- Provided records:

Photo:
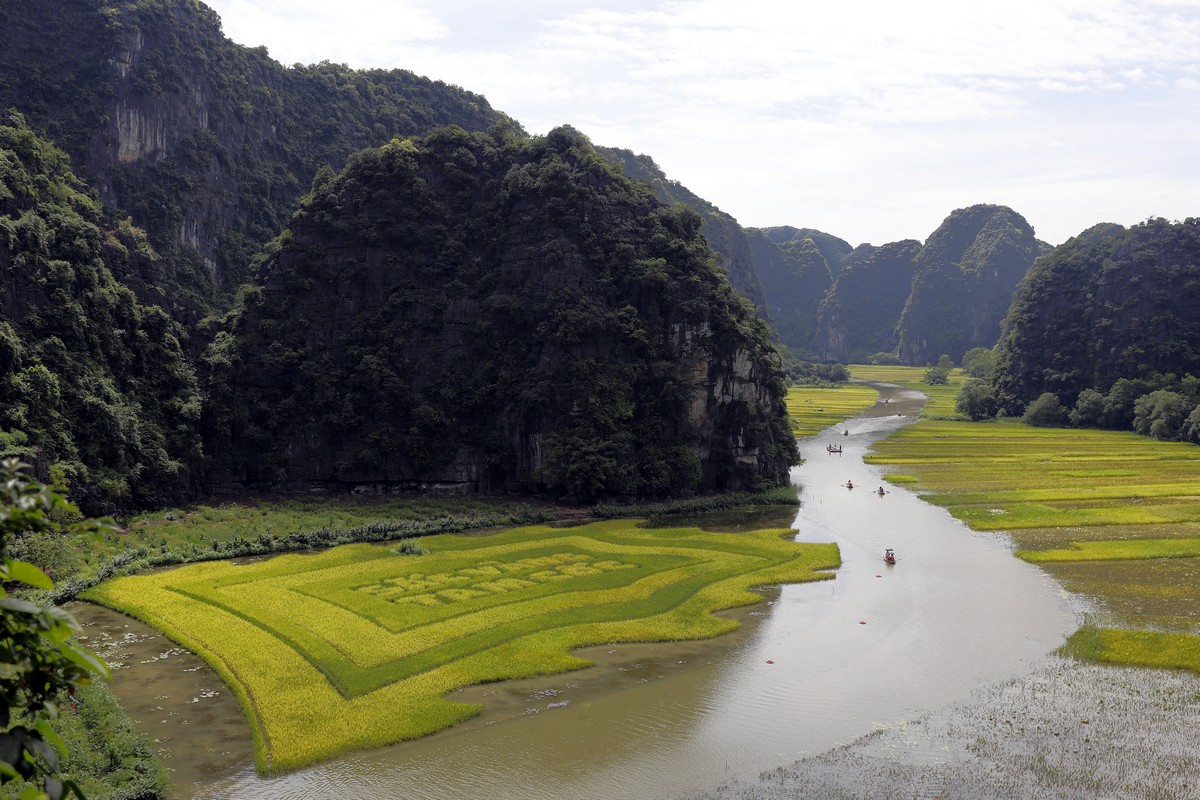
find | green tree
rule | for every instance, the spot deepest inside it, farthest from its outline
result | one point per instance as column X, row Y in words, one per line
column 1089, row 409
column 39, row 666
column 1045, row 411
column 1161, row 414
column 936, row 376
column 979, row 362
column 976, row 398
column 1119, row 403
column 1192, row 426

==

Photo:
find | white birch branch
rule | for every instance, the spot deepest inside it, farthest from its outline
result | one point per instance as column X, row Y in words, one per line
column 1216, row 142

- Task requirements: List each line above that contains the word "find", copying every one in full.

- The output:
find | green tree
find | white birch branch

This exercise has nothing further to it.